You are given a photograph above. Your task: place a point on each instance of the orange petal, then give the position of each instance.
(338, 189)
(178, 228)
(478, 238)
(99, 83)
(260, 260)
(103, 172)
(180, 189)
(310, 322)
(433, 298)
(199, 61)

= = = = =

Work request ::
Could you return all of the entries exactly as they stand?

Written answer ::
You are given a photograph above. Your task: place a point on each instance of the orange petal, then give the position of each instance.
(338, 189)
(178, 228)
(478, 238)
(99, 83)
(260, 260)
(103, 172)
(180, 189)
(310, 322)
(433, 298)
(199, 61)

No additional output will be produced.